(Data listing)
______________________________
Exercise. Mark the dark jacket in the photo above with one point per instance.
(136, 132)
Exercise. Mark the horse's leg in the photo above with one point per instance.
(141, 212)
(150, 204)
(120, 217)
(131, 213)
______________________________
### Aim of the task
Number the lines above as a list, omitting any blank ones.

### Exercise result
1. Exercise. Mark the dark jacket in the photo above with one point per instance.
2. (136, 132)
3. Exercise. Mark the horse's leg in the photo above with one point per instance.
4. (141, 212)
5. (150, 204)
6. (120, 217)
7. (131, 213)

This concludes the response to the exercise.